──────── SUPPLIED RECORDS ────────

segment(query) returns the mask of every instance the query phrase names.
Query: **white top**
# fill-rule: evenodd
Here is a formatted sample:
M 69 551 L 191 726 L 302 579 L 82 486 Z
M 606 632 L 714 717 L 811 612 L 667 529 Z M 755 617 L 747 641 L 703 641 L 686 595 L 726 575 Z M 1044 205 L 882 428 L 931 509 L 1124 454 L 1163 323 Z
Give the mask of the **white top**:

────────
──────── SUPPLIED RECORDS ────────

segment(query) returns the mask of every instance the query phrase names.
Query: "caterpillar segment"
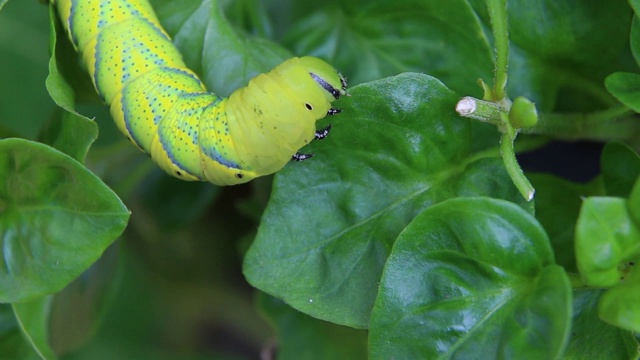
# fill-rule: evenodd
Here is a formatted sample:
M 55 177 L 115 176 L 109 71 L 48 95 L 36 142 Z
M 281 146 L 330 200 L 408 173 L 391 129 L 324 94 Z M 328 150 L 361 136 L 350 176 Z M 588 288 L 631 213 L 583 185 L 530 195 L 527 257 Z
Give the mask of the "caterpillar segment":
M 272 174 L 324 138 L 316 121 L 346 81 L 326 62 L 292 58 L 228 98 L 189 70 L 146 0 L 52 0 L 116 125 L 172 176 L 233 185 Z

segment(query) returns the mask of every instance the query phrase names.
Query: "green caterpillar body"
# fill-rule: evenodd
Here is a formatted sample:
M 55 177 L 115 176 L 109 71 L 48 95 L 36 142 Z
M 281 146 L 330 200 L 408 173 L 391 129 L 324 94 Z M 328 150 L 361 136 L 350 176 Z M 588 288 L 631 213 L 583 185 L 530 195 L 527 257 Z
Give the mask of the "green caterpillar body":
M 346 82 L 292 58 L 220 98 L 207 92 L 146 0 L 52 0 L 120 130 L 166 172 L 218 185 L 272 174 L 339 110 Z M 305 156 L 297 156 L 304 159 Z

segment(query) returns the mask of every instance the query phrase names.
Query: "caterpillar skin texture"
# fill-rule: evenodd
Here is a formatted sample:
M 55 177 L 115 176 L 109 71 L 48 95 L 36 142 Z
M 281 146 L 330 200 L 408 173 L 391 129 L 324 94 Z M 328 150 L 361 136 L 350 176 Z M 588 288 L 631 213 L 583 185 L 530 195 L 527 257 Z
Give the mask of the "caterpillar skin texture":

────────

*EXERCISE REQUIREMENTS:* State how many lines in the records above contain the word "skin". Write the number alone.

*RESPONSE TO THIS TASK:* 2